TASK DETAILS:
From the records below, keep only the lines that contain the string "opening".

WORKING DATA:

>>>

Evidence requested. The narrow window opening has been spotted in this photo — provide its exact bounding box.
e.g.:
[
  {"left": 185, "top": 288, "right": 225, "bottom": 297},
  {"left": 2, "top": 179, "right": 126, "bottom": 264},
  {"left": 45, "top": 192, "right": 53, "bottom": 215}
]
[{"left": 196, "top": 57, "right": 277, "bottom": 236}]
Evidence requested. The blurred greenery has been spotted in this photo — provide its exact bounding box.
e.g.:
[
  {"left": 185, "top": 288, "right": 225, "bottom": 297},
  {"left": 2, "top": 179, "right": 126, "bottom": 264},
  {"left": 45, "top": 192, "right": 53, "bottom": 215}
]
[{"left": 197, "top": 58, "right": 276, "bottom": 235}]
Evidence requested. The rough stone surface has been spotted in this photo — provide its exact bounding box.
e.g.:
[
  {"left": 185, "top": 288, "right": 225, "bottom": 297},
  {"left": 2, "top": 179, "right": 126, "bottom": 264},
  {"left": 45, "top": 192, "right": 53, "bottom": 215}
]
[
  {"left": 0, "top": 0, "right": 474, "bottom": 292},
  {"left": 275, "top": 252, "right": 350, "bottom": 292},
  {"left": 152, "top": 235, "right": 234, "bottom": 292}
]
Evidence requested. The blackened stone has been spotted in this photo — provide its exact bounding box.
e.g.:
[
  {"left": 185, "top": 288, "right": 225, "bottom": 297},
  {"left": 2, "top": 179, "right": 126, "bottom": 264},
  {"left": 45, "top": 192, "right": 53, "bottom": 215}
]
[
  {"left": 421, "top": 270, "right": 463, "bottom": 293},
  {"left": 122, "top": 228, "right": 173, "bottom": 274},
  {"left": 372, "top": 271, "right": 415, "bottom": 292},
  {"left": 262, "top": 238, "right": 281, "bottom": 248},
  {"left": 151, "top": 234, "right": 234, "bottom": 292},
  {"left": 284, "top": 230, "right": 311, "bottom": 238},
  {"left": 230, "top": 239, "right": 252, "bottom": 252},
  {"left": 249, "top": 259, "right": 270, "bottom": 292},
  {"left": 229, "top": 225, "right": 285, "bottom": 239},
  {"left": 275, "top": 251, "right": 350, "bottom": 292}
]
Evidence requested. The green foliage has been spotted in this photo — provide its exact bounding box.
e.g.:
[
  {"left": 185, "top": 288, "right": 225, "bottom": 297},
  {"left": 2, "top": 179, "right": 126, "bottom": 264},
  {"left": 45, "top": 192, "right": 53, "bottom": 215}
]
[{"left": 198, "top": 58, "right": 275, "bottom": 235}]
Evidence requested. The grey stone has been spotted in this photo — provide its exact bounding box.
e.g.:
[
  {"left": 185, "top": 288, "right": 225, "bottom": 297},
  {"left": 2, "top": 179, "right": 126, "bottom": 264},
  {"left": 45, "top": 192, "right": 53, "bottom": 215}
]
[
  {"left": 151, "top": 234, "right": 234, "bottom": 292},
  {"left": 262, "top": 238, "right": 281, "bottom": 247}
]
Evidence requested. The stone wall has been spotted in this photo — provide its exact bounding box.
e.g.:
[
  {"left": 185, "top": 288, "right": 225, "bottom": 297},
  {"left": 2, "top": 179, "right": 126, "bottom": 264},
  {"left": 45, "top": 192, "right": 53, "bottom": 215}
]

<<<

COMPLETE ANSWER:
Evidence requested. The narrow window opening has been spotted in this photo — provide its exact bounding box.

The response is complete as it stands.